◆ ZADANIA DO ROZWIĄZANIA ◆
[a] Przepisz dokładnie fragment tekstu o filmie „The New Mutants” od słów „Wydana na Tajwanie” aż po słowa „mutantach na Disney+.”.
[b] Przetłumacz na angielski to zdanie z tekstu o filmie „The New Mutants”: „Chociaż ten materiał promocyjny utrzymuje, że film trafi do kin w sierpniu, okazało się, że Disney postanowił już przesunąć premierę The New Mutants w Wielkiej Brytanii na początek września.”
[c] Odpowiedz krótko na pytania do tekstu o filmie „The New Mutants”:
(i) Gdzie wydano reklamę zauważoną przez portal MCU Cosmic?
(ii) W jakim kraju ktoś wcześniej zdobył materiał filmowy do fałszywej reklamy?
(iii) Na kiedy Disney przesunął premierę filmu w Wielkiej Brytanii?

◆ TEKST DO PRZECZYTANIA ◆
▶
Fragment z fejkowej reklamy pojawił się w materiałach promujących „The New Mutants”
Materiał promujący film The New Mutants, który pojawił się w fałszywej reklamie Disney+, pojawił się w nagraniu służącym do międzynarodowej promocji filmu.
Wydana na Tajwanie i zauważona przez portal MCU Cosmic reklama utrzymuje, że produkcja, zgodnie z zapowiedziami, ma zadebiutować pod koniec sierpnia. Jak się okazało, fragment filmu, który się w niej pojawił, wcześniej pojawił się też w fejkowej reklamie. Nie ustalono do tej pory, w jaki sposób ktoś w Australii zdobył ten materiał filmowy wcześniej, aby stworzyć wspomnianą fałszywą reklamę zapowiadającą rzekomą premierę filmu o mutantach na Disney+.
Chociaż ten materiał promocyjny utrzymuje, że film trafi do kin w sierpniu, okazało się, że Disney postanowił już przesunąć premierę The New Mutants w Wielkiej Brytanii na początek września. Prawdopodobnie jest to jednak działanie, które pozwoli uniknąć konkurencji z międzynarodową premierą Tenet i nie ma to związku bezpośrednio z pandemią koronawirusa.
◀
◆ MATERIAŁ ŹRÓDŁOWY ◆
▶
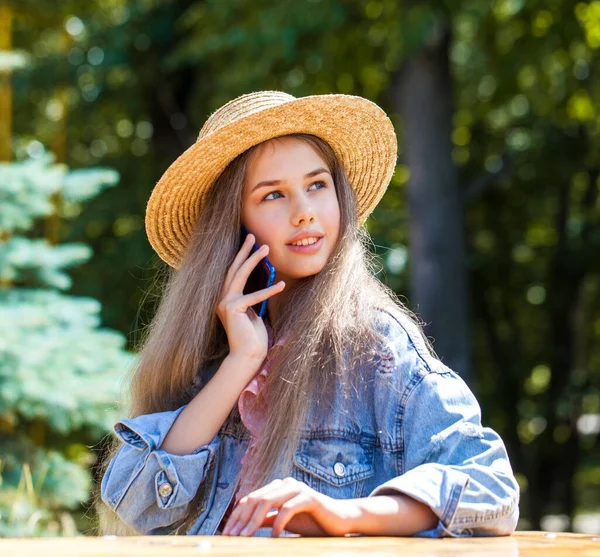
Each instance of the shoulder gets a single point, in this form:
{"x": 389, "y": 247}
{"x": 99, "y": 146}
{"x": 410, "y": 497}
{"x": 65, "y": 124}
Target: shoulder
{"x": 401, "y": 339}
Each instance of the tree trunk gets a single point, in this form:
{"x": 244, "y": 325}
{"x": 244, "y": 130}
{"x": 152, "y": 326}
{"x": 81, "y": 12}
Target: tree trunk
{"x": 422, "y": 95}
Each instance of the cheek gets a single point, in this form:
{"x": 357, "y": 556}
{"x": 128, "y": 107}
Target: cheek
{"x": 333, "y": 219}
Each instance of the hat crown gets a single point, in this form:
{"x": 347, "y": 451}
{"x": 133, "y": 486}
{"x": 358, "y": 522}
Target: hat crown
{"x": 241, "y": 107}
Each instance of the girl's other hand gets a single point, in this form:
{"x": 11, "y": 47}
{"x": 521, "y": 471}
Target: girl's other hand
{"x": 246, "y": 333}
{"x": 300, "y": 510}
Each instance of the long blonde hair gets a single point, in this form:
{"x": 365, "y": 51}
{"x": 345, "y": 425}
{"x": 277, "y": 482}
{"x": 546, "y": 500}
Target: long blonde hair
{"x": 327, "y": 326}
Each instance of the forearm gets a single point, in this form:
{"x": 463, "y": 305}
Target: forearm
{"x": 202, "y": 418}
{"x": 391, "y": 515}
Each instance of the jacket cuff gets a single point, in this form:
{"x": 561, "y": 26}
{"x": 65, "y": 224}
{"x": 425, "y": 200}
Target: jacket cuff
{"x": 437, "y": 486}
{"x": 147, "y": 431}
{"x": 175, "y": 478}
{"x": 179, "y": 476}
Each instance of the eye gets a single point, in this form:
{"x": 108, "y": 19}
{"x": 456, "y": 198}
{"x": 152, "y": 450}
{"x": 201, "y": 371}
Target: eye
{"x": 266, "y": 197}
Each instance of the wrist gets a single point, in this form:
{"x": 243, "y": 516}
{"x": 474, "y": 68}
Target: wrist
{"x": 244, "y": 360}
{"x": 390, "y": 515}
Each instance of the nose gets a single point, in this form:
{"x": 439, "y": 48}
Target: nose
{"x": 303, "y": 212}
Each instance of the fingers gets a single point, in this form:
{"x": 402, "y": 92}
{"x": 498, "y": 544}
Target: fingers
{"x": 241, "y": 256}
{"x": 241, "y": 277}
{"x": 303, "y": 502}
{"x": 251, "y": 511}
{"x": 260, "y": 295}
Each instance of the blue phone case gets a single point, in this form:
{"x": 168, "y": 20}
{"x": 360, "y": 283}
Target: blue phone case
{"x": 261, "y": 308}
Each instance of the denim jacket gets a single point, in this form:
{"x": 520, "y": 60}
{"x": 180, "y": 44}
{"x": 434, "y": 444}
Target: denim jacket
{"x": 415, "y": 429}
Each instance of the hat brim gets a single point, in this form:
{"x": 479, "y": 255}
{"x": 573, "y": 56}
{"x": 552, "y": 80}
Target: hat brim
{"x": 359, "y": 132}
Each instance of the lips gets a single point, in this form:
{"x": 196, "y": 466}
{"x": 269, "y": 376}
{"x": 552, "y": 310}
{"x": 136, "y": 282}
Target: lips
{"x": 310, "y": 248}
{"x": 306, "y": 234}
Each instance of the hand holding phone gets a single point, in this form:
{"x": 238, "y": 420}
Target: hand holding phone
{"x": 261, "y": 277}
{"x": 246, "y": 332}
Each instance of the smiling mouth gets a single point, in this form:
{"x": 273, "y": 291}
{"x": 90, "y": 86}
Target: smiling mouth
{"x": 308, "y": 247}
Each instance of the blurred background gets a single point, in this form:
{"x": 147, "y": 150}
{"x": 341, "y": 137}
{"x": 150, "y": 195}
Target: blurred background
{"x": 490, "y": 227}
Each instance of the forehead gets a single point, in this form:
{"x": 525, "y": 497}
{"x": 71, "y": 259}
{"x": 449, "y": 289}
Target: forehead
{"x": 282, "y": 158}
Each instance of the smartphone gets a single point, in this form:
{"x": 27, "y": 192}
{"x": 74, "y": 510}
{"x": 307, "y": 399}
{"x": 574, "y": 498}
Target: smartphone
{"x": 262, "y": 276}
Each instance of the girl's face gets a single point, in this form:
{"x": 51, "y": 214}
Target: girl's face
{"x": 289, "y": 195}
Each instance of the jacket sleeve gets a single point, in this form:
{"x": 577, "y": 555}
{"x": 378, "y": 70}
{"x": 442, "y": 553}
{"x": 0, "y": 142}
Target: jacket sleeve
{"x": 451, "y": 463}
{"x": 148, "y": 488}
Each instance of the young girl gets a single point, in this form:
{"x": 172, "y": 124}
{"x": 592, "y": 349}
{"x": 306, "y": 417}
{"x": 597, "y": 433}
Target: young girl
◀
◆ WYNIKI ZADAŃ ◆
[a]
Wydana na Tajwanie i zauważona przez portal MCU Cosmic reklama utrzymuje, że produkcja, zgodnie z zapowiedziami, ma zadebiutować pod koniec sierpnia. Jak się okazało, fragment filmu, który się w niej pojawił, wcześniej pojawił się też w fejkowej reklamie. Nie ustalono do tej pory, w jaki sposób ktoś w Australii zdobył ten materiał filmowy wcześniej, aby stworzyć wspomnianą fałszywą reklamę zapowiadającą rzekomą premierę filmu o mutantach na Disney+.

[b] Although this promotional material maintains that the film will hit theaters in August, it turned out that Disney has already decided to move the UK release of The New Mutants to early September.

[c]
(i) Na Tajwanie.
(ii) W Australii.
(iii) Na początek września.